Please retype all of the entries below exactly, leaving out the pictures.

(Labeling and segmentation entries)
## START

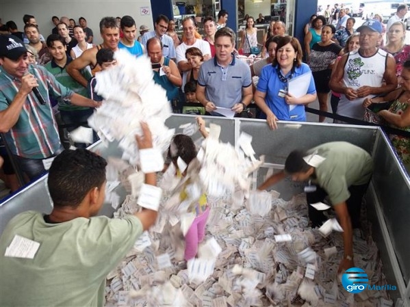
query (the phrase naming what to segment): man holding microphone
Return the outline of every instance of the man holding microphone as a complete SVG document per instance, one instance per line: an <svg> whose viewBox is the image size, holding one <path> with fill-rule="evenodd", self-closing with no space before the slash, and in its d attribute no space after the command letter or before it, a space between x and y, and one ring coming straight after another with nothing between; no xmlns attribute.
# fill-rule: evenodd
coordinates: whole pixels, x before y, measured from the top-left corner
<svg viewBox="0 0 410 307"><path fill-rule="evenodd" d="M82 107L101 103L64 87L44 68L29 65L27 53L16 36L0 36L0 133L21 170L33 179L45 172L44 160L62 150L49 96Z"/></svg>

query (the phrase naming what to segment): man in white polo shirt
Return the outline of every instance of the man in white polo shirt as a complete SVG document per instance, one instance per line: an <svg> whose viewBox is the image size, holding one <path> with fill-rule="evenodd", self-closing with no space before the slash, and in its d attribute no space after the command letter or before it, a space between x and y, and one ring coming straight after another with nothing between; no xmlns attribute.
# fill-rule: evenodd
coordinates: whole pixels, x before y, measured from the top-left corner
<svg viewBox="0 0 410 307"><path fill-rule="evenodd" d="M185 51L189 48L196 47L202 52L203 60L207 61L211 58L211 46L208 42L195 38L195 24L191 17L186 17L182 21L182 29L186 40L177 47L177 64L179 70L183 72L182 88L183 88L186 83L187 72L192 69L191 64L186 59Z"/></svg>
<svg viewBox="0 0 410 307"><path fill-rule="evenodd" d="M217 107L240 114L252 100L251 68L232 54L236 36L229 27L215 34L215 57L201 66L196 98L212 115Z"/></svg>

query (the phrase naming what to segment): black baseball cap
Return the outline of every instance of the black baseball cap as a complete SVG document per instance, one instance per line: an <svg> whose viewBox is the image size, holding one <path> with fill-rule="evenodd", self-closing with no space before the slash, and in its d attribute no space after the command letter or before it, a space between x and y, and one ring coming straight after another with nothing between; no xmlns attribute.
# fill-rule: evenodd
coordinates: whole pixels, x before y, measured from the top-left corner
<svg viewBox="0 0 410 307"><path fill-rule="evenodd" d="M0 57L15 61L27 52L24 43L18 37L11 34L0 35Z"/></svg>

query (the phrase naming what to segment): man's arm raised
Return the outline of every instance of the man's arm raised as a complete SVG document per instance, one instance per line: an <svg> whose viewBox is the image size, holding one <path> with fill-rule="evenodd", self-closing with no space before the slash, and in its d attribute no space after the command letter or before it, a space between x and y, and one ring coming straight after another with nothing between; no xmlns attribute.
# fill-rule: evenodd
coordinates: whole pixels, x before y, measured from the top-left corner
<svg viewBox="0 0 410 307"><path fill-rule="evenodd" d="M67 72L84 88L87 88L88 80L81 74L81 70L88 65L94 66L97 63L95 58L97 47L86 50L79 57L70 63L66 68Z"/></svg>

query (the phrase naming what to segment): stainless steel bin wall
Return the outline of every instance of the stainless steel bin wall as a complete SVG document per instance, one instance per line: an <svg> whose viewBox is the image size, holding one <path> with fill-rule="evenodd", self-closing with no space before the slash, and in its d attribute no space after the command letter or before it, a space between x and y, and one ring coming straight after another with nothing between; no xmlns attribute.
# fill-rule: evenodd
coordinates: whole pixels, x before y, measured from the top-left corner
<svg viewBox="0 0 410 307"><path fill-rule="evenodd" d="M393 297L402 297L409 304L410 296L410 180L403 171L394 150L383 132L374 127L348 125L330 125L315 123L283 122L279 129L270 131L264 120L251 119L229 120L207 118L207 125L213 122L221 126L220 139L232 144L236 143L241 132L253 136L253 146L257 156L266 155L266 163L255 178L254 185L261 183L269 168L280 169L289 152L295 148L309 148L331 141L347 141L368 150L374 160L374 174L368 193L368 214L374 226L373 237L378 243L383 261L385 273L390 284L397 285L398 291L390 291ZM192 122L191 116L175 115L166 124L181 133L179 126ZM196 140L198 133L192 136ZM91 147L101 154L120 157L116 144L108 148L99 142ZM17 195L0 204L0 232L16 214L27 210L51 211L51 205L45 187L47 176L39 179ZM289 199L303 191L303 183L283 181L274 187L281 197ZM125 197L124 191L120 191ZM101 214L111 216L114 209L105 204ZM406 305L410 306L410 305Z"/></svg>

## END

ANSWER:
query (the phrase naming what to segment): man holding microphone
Return the outline of every instance of the man holding microphone as a complete SVG document per instance, one instance per line: an <svg> whose viewBox is the image size, holding one <path> with fill-rule="evenodd", self-closing with no space before the slash, and in its d attribute no space after the command letter or before it, a space between x and y, and one ring coming straight after another with nothing between; no xmlns attribute.
# fill-rule: evenodd
coordinates: whole pixels, x before y, measured from the top-left corner
<svg viewBox="0 0 410 307"><path fill-rule="evenodd" d="M82 107L101 103L64 87L44 68L29 65L27 53L16 36L0 36L0 133L21 170L33 179L45 172L44 160L62 150L49 96Z"/></svg>

query (the phrase naming what to segment): man in white polo shirt
Return the outline of every instance of the man in white polo shirt as a complete SVG document per instance, one instance per line: an <svg> whose viewBox is the image size, holding one <path> with fill-rule="evenodd", self-closing with no space before the slash, and in its d attribute no space after the command letter or before it, a space between x and y, and one ring coming straight after another with nothing between; no xmlns attribute.
# fill-rule: evenodd
coordinates: whole pixels, x before y, measured from the top-left corner
<svg viewBox="0 0 410 307"><path fill-rule="evenodd" d="M185 51L189 48L196 47L202 52L203 60L207 61L211 58L211 46L208 42L195 38L195 24L191 17L186 17L182 21L182 29L186 40L177 47L177 64L179 70L183 72L182 88L183 88L186 83L187 72L192 69L191 64L186 59Z"/></svg>
<svg viewBox="0 0 410 307"><path fill-rule="evenodd" d="M217 107L240 114L252 100L251 68L232 54L236 36L229 27L215 34L215 57L201 66L196 98L212 115Z"/></svg>

query (the phrase naming what to segment): black baseball cap
Return the outline of every instance of the black baseball cap as a complete SVG document per instance, one instance per line: an <svg> whose viewBox is the image size, holding one <path> with fill-rule="evenodd", self-closing with no space before the slash, and in its d attribute no space after the command letter or before it, a space between x and y, and one ring coming straight after another with nothing between; no xmlns attribute.
# fill-rule: evenodd
coordinates: whole pixels, x before y, measured from the top-left corner
<svg viewBox="0 0 410 307"><path fill-rule="evenodd" d="M0 57L15 61L27 52L24 43L18 37L11 34L0 35Z"/></svg>

query (the phrase naming what to segment): man's arm raised
Return the outline of every instance of the man's arm raised as a complete SVG document per instance, one instance per line: an <svg> whose viewBox is the image size, holding one <path> with fill-rule="evenodd", self-closing with no space before the slash, and in its d attribute no space after the command letter or before it, a space between x and y, and one ring coming straight after another with nothing between; no xmlns attribute.
# fill-rule: evenodd
coordinates: whole pixels, x before y, measured from the top-left corner
<svg viewBox="0 0 410 307"><path fill-rule="evenodd" d="M67 72L84 88L87 88L88 80L81 74L81 70L88 65L94 66L97 63L95 58L97 47L86 50L79 57L70 63L66 68Z"/></svg>

query (the phrase naming what to segment): stainless steel bin wall
Return the outline of every instance of the stainless steel bin wall as a complete SVG document per instance, one instance per line: an <svg> whose viewBox is the image size, holding one <path> with fill-rule="evenodd", self-closing with no space before the slash, and in its d attribute no space after the command letter or before it, a space between x and y, and one ring coming straight after another with nothing between; no xmlns attribute.
# fill-rule: evenodd
coordinates: whole pixels, x before y, measured from the top-left corner
<svg viewBox="0 0 410 307"><path fill-rule="evenodd" d="M393 297L402 297L409 304L410 296L410 180L403 171L394 150L383 132L374 127L348 125L330 125L315 123L283 122L279 129L270 131L264 120L251 119L229 120L207 118L207 125L213 122L221 126L220 139L232 144L236 143L241 132L253 136L253 146L257 156L266 155L266 163L255 178L254 185L261 183L269 168L280 169L289 152L295 148L309 148L331 141L347 141L368 150L374 160L374 174L368 193L368 214L374 226L373 237L378 243L383 261L385 273L390 284L397 285L398 291L390 291ZM192 122L191 116L175 115L166 124L181 133L179 126ZM196 140L198 133L192 136ZM91 147L101 154L120 157L116 144L108 148L99 142ZM17 195L0 204L0 232L16 214L27 210L51 211L51 205L45 187L47 176L39 179ZM289 199L303 191L303 183L283 181L274 187L281 197ZM125 197L124 191L120 191ZM101 214L111 216L114 209L105 204ZM406 305L410 306L410 305Z"/></svg>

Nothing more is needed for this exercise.